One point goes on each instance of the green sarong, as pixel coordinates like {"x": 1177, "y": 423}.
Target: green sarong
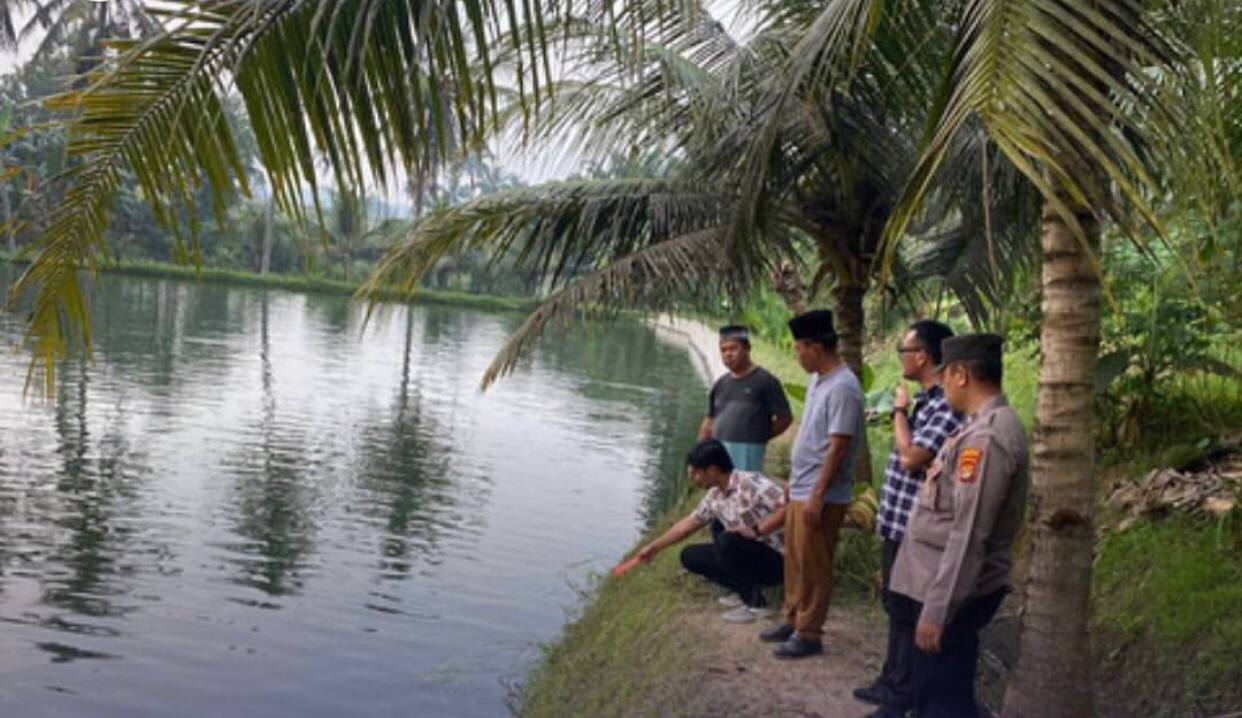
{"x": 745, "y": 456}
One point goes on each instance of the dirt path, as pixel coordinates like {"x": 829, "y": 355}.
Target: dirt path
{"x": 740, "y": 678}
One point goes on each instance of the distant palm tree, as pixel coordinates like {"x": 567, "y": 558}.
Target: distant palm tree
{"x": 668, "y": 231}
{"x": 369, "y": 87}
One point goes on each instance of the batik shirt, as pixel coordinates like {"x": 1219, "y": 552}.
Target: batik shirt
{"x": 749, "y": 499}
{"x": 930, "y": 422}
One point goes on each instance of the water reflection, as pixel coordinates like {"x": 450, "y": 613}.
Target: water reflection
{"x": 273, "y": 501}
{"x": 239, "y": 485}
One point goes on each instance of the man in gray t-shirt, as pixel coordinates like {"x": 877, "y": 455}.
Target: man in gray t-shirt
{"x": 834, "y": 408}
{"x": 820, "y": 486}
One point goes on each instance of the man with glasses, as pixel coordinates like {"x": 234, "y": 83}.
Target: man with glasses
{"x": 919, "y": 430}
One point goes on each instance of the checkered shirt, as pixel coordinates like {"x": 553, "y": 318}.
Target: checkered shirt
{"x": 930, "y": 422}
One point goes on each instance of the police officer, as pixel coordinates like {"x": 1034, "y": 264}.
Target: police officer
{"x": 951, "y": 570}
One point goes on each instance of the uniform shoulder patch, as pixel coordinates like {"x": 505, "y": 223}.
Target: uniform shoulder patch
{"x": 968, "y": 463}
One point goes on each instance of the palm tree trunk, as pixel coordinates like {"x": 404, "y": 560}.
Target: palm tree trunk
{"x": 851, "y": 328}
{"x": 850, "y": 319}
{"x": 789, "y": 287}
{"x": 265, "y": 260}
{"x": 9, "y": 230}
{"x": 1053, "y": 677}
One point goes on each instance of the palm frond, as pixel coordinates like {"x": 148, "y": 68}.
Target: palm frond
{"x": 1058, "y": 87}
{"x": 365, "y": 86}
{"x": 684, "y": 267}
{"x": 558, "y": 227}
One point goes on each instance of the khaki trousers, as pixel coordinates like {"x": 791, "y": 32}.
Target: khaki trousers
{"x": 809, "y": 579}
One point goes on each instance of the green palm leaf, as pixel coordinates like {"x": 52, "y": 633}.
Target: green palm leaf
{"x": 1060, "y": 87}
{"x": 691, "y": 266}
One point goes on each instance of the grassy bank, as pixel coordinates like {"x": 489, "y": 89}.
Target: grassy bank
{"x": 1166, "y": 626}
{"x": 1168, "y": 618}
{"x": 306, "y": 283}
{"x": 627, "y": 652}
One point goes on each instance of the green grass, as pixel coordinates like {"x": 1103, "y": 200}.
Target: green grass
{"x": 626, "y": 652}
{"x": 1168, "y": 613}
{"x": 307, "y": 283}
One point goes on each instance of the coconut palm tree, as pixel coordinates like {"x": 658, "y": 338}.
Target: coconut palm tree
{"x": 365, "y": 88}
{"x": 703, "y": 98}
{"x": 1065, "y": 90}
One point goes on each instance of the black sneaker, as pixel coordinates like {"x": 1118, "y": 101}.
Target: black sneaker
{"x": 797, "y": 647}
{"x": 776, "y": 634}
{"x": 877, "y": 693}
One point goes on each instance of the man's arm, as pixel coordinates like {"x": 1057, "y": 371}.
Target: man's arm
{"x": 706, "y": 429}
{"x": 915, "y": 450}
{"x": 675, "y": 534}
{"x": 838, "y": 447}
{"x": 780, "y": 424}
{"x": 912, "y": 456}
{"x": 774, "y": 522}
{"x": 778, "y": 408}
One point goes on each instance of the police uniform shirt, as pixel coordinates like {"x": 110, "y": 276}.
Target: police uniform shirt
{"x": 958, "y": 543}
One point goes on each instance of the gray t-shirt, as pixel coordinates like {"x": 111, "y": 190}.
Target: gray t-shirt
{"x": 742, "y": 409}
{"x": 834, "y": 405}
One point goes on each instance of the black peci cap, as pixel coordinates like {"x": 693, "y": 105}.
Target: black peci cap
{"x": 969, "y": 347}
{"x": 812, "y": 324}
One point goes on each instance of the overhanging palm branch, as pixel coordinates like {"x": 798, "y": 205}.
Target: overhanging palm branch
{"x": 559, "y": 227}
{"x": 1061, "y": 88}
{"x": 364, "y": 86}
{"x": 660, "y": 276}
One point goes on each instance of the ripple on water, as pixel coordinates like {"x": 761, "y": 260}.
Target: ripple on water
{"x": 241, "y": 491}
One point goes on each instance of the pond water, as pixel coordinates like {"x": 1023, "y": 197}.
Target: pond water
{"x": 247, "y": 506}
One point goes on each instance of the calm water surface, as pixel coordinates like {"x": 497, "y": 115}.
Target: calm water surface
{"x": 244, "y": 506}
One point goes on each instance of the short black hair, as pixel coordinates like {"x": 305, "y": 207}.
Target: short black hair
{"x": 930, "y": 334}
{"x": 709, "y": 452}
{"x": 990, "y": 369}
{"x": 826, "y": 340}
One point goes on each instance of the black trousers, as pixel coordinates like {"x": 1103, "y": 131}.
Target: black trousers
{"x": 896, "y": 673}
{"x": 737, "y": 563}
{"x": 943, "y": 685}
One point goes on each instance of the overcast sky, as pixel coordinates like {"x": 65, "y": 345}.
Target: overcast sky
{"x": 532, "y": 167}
* * *
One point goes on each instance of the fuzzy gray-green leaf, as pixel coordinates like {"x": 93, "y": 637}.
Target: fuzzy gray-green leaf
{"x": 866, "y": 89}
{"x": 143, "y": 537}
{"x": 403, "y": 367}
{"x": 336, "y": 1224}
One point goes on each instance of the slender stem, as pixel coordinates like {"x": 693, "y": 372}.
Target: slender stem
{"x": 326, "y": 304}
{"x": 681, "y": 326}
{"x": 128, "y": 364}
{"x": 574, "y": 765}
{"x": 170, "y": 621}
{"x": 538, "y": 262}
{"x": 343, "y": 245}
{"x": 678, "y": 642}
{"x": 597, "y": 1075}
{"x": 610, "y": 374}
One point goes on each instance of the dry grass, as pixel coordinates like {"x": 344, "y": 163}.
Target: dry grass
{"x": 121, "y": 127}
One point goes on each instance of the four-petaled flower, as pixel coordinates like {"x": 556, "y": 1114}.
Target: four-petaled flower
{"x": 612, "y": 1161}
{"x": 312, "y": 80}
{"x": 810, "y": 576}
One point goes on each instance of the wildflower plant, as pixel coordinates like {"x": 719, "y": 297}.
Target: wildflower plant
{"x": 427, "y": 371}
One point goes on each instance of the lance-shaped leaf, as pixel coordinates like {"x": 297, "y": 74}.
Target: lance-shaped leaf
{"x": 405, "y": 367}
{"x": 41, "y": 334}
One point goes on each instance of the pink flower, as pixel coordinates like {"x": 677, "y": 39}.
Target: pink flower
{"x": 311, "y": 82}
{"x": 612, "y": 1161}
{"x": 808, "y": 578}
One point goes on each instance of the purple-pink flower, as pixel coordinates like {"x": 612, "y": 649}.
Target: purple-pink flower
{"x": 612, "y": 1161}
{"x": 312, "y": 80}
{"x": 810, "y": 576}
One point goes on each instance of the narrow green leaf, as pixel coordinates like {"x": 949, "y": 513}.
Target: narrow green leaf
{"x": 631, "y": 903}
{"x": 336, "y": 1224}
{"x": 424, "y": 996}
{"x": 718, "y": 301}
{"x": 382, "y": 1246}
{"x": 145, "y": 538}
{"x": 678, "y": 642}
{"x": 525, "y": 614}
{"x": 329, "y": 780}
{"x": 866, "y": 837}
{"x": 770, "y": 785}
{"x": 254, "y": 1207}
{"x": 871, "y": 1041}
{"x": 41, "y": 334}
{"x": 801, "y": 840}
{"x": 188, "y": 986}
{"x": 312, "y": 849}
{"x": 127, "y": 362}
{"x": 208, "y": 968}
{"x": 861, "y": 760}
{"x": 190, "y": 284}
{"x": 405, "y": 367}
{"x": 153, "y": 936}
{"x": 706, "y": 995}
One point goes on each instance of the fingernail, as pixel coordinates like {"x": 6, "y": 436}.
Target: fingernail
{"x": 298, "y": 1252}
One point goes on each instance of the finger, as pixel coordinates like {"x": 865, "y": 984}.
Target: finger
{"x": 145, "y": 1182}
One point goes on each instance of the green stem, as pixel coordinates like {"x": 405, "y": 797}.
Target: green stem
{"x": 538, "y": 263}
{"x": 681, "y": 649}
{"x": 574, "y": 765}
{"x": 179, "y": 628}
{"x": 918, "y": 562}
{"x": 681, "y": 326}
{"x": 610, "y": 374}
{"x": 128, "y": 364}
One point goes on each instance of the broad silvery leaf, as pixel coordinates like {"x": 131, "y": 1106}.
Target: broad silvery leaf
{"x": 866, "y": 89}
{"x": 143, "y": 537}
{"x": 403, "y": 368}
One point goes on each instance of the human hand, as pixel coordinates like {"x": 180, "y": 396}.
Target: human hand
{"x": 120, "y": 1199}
* * *
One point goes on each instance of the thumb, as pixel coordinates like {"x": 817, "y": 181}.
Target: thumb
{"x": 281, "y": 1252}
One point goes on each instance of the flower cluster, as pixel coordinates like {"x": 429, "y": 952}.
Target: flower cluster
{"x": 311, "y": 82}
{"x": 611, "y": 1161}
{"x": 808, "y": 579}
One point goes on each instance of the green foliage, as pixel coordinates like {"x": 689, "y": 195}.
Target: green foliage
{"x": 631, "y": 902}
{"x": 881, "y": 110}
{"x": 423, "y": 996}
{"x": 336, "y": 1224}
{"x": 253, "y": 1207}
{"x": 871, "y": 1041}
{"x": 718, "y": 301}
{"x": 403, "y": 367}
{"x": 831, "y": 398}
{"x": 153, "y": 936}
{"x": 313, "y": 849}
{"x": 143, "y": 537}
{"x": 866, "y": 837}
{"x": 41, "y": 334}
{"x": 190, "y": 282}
* * *
**OBJECTIVE**
Pick out every line in the records that contains the word "slender" and copy each one in full.

**TASK RESPONSE**
One point goes on each instance of the slender stem, as pixel coordinates like {"x": 693, "y": 372}.
Target: slender stem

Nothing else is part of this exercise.